> _WHAT THE TASK REQUIRES_: Return each line of the material verbatim.

* start ENTRIES SUPPLIED *

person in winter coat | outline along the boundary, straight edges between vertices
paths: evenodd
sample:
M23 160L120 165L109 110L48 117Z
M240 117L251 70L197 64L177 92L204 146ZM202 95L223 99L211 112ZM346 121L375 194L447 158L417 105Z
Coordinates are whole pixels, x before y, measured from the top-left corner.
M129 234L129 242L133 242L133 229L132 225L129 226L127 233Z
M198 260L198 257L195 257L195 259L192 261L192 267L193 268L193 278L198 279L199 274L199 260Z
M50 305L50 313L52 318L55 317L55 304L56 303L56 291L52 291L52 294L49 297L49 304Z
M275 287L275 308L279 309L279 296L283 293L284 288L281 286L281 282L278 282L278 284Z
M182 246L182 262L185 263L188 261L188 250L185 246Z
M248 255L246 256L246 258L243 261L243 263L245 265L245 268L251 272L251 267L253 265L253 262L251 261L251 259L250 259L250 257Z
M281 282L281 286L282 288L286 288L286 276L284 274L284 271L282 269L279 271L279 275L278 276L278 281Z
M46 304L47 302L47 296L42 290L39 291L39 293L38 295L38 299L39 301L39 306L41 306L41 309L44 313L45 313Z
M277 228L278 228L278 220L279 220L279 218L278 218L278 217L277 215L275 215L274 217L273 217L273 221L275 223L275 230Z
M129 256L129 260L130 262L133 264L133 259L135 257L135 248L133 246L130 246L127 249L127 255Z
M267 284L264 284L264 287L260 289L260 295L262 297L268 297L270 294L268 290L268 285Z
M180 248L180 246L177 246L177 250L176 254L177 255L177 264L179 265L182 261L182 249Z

* end ENTRIES SUPPLIED *

> _ANSWER IN FULL_:
person in winter coat | outline along the boundary, straight edges between vertices
paths: evenodd
sample:
M23 160L120 165L109 110L48 117Z
M240 117L251 70L197 64L177 92L204 146ZM202 95L223 99L211 112ZM346 121L375 194L447 158L417 105Z
Coordinates are whole pixels, x before y, measured from the top-left corner.
M129 234L129 242L133 242L133 229L132 225L129 226L127 233Z
M198 260L198 257L195 257L195 259L192 261L192 267L193 268L193 278L198 279L199 274L199 260Z
M50 305L50 313L52 318L55 317L55 304L56 303L56 291L52 291L52 294L49 297L49 304Z
M275 287L275 308L279 309L279 296L283 293L284 288L281 286L281 282L278 282L278 284Z
M182 246L182 262L185 263L188 261L188 250L185 246Z
M248 255L246 256L246 258L243 261L243 263L245 265L245 268L251 272L251 267L253 265L253 262L251 261L251 259L250 259L250 257Z
M281 282L281 286L282 288L286 288L286 276L284 274L284 271L282 269L279 271L279 275L278 276L278 281Z
M46 304L47 302L47 296L42 290L39 291L39 293L38 295L38 299L39 301L39 306L41 306L41 309L44 313L45 313Z
M277 228L278 228L278 220L279 220L279 218L278 218L278 217L277 215L275 215L274 217L273 217L273 221L275 223L275 230Z
M129 256L129 260L130 262L133 264L133 259L135 257L135 248L133 246L130 246L127 249L127 255Z
M267 284L264 284L264 287L260 289L260 295L262 297L268 297L270 294L268 290L268 285Z
M180 248L180 246L177 246L177 250L176 254L177 255L177 264L179 265L182 261L182 249Z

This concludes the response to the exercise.